【ACdream】Andrew Stankevich's Contest (4)

A：1235 Unique Attack

本题即求最小割是否唯一。

假设最小割唯一，那么沿着残余网络从源点到达的最远的边一定是与汇点出发沿着残余网络到达的最远的边是相同的。所以我们只要找到有这么一条边从源点出发能到达但是从汇点出发到达不了或者从汇点出发能到达但是从源点出发到达不了的边即可。大致思想是从源点以及汇点出发沿着残余网络分别做两次dfs，将从源点出发能到达的点标记为1，将从汇点出发能到达的点标记为2，则最后如果存在一条边的两个端点中只有一个被标记，则说明最小割不唯一。

代码如下：

#include <cstdio>
#include <cstring>
#include <algorithm>
//#include <cmath>
#include <queue>
using namespace std ;
  
typedef long long LL ;
  
#define rep( i , a , b ) for ( int i = a ; i < b ; ++ i )
#define For( i , a , b ) for ( int i = a ; i <= b ; ++ i )
#define rev( i , a , b ) for ( int i = a ; i >= b ; -- i )
#define travel( e , H , u ) for ( Edge* e = H[u] ; e ; e = e -> next )
#define clr( a , x ) memset ( a , x , sizeof a )

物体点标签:

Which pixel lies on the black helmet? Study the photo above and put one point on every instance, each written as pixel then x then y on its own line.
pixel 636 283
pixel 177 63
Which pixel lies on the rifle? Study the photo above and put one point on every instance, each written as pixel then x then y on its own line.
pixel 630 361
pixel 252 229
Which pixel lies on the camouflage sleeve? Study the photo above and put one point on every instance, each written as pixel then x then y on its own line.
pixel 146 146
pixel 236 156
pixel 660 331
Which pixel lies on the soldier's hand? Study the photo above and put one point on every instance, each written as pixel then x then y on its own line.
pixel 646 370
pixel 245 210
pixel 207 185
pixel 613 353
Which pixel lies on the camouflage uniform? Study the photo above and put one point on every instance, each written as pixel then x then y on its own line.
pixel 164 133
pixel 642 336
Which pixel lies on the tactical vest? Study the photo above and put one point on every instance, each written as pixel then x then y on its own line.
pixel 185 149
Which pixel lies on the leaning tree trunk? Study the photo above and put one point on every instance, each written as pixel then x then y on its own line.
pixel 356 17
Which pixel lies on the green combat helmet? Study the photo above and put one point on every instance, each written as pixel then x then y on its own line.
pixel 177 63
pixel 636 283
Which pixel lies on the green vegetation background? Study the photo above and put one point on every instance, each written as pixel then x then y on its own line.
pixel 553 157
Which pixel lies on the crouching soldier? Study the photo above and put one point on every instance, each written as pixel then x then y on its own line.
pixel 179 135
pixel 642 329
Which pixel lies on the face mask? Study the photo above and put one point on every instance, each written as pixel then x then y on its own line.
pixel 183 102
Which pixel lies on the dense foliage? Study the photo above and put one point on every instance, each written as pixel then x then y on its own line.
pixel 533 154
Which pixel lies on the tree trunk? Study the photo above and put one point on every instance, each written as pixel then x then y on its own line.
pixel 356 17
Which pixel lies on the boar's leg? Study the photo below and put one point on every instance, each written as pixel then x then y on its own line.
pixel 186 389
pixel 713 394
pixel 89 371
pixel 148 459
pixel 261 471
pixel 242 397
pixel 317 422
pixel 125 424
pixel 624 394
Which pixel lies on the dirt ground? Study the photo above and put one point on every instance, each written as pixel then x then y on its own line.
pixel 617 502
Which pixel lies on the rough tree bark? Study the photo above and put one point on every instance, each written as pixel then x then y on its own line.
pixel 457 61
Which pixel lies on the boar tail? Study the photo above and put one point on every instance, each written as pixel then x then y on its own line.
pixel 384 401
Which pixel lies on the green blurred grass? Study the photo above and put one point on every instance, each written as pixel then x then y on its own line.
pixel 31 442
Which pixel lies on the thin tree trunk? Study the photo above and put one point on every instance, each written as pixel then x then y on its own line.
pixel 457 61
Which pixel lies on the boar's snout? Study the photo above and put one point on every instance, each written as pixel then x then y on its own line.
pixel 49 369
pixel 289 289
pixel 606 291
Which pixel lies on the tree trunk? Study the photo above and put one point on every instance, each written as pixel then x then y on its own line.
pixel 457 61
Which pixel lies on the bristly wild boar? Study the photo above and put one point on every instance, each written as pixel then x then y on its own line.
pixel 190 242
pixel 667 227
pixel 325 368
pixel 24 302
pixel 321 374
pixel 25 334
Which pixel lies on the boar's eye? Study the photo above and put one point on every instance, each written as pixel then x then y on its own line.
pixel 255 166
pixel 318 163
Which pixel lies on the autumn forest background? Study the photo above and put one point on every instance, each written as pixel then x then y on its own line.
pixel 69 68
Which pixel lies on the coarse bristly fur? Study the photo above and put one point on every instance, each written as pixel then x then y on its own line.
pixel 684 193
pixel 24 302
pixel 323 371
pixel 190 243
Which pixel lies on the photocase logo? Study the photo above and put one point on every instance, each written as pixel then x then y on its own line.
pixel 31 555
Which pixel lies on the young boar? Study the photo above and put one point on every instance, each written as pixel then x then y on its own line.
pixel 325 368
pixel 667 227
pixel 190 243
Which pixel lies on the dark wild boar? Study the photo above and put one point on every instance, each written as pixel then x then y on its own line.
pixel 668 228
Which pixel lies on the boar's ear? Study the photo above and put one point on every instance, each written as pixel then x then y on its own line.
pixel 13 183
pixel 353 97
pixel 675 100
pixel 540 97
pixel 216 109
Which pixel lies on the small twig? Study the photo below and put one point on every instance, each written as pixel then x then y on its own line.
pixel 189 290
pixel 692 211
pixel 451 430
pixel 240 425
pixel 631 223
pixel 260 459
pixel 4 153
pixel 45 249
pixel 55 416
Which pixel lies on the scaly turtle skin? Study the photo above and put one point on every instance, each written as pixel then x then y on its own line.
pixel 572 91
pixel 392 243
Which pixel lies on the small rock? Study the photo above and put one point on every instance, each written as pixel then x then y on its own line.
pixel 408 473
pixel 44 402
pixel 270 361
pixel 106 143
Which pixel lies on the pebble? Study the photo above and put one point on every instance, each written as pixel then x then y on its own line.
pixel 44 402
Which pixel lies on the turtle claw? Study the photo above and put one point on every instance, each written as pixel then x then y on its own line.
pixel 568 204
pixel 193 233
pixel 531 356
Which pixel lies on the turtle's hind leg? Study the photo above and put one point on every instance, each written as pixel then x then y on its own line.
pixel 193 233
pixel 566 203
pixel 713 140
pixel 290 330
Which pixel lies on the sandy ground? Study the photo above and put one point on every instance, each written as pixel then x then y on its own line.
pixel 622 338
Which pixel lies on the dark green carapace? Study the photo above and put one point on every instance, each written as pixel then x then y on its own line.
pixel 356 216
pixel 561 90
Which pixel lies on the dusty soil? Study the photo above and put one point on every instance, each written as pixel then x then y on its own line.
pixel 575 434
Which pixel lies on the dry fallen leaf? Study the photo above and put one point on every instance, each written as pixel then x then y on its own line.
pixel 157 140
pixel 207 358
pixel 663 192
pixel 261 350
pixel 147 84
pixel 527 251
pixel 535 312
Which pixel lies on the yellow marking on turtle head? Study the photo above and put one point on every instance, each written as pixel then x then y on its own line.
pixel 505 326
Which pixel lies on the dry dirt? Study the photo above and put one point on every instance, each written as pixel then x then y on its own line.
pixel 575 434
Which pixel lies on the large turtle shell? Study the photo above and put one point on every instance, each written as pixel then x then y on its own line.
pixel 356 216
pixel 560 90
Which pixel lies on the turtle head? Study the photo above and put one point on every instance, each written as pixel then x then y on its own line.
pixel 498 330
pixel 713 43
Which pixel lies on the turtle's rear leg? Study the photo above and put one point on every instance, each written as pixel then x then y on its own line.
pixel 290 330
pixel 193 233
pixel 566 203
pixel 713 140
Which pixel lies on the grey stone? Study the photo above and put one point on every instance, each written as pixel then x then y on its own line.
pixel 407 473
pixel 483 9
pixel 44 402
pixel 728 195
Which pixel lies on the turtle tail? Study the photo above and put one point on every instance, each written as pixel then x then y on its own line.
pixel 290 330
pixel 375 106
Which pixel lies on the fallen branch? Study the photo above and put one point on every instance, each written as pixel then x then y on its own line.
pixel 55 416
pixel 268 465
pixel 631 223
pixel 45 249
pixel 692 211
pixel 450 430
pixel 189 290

• [练习题] 在这篇讨论最小割是否唯一的解题文本中，从汇点出发沿残余网络能到达的点会被标记为几？

• [练习答案] 标记为2。